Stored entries

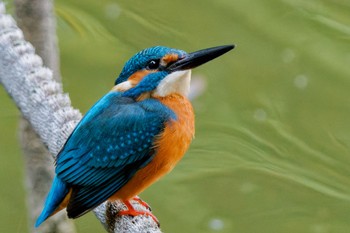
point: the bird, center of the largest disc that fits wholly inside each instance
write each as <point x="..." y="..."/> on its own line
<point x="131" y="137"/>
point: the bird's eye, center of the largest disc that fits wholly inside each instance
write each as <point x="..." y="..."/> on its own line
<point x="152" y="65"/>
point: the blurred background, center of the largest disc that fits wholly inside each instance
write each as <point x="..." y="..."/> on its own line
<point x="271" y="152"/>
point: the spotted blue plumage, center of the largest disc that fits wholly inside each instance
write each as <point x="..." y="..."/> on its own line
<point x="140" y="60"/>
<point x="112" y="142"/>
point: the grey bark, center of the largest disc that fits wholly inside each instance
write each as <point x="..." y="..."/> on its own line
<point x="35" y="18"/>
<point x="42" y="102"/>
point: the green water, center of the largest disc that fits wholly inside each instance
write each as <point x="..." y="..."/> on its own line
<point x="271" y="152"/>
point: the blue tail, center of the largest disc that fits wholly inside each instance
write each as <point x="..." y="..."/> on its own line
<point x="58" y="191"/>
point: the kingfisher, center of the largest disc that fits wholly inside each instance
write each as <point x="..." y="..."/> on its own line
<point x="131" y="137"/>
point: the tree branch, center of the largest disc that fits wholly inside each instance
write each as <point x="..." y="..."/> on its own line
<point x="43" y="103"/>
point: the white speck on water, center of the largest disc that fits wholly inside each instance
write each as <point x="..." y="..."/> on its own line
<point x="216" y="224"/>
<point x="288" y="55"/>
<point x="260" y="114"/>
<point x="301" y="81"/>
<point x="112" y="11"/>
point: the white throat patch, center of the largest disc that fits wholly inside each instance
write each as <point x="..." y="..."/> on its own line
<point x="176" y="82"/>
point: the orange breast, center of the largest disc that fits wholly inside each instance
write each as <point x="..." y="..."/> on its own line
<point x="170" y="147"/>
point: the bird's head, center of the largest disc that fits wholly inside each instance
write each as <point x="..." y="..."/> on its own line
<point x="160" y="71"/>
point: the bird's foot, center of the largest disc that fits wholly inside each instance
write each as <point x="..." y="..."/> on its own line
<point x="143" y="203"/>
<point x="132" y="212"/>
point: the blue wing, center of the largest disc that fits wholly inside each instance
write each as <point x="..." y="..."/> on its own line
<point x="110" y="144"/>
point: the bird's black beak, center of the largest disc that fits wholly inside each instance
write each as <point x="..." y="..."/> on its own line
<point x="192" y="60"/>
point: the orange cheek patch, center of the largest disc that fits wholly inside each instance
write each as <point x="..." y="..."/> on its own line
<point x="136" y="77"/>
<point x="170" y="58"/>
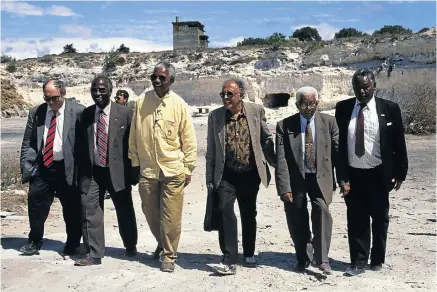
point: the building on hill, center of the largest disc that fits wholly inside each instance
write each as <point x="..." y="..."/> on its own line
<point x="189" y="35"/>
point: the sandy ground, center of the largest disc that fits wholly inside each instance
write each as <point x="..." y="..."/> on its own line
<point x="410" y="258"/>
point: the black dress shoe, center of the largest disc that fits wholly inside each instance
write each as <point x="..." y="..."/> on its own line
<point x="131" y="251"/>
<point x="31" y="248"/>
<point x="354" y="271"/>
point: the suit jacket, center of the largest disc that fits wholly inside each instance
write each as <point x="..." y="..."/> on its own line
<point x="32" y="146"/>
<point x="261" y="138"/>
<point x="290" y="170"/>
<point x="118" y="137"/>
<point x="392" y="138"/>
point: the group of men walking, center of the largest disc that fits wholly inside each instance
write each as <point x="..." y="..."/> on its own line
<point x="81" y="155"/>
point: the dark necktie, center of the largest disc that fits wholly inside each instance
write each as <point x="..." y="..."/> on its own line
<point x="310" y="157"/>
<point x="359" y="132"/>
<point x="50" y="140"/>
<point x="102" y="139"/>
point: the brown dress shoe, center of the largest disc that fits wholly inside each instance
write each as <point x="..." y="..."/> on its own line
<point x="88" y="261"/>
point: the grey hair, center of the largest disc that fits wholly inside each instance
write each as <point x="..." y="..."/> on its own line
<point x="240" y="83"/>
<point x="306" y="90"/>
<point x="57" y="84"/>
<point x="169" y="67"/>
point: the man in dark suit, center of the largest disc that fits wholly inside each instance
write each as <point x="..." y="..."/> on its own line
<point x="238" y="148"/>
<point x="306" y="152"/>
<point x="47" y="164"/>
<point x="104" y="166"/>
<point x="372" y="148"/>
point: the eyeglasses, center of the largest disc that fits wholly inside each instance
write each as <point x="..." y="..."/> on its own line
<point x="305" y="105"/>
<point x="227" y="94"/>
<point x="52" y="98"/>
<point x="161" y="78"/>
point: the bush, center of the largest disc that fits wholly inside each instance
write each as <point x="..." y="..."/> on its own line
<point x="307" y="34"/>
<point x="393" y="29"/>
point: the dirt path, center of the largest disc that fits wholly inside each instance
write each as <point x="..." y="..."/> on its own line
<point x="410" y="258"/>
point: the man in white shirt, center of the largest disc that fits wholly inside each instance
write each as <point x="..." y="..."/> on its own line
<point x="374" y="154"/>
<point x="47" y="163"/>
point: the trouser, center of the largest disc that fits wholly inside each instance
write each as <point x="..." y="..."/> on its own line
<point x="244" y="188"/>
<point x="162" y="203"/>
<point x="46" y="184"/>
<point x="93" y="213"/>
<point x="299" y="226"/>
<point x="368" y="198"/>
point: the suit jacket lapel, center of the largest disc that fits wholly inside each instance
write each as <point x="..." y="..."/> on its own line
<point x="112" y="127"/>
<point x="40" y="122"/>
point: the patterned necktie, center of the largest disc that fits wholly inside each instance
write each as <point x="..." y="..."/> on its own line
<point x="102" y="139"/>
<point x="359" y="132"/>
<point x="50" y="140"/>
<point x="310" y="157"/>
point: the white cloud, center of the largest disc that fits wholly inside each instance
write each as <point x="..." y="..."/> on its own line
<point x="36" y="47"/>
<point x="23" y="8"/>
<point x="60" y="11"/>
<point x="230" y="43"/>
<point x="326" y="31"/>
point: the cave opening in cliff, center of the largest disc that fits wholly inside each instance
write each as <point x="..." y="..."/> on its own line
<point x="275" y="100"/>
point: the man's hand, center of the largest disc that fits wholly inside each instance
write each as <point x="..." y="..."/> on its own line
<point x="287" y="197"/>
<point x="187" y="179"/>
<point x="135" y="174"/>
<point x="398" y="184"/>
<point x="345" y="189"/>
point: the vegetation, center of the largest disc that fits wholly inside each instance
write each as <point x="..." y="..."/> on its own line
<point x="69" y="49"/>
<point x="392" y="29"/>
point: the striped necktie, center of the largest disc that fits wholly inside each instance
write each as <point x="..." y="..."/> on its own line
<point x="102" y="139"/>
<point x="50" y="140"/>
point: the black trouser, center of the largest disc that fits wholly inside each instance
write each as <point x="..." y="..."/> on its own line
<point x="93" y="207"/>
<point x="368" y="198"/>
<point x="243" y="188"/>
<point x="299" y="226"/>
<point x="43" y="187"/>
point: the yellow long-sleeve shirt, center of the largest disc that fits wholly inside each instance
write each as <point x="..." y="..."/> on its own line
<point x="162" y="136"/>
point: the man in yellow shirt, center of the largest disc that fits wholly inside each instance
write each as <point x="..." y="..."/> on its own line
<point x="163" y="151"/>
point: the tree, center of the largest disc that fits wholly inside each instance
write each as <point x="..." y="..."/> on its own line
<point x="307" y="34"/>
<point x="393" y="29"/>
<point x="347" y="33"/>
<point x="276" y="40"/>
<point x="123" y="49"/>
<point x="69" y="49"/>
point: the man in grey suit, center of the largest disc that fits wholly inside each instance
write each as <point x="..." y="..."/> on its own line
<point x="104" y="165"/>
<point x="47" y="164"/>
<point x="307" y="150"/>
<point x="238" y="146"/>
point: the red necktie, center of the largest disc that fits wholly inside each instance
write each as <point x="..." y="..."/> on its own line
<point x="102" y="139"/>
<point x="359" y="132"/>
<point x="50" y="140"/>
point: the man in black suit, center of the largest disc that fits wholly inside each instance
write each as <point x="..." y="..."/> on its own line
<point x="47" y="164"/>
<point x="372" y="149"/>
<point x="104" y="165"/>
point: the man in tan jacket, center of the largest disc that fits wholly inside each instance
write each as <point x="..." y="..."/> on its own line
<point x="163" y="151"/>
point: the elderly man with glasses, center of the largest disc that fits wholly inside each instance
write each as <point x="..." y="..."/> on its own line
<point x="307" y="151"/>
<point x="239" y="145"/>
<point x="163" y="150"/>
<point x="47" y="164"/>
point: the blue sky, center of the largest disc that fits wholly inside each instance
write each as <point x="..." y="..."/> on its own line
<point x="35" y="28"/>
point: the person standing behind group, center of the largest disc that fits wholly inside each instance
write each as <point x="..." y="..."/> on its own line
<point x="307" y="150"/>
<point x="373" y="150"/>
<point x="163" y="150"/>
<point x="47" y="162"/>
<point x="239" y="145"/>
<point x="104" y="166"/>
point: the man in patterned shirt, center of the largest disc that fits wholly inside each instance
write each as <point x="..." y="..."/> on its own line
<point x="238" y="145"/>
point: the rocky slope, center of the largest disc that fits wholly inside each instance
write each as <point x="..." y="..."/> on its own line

- _ACTIVITY_
Across the entries, work out how many lines hold the word "blue". Reply with that number only.

- _YOUR SOLUTION_
4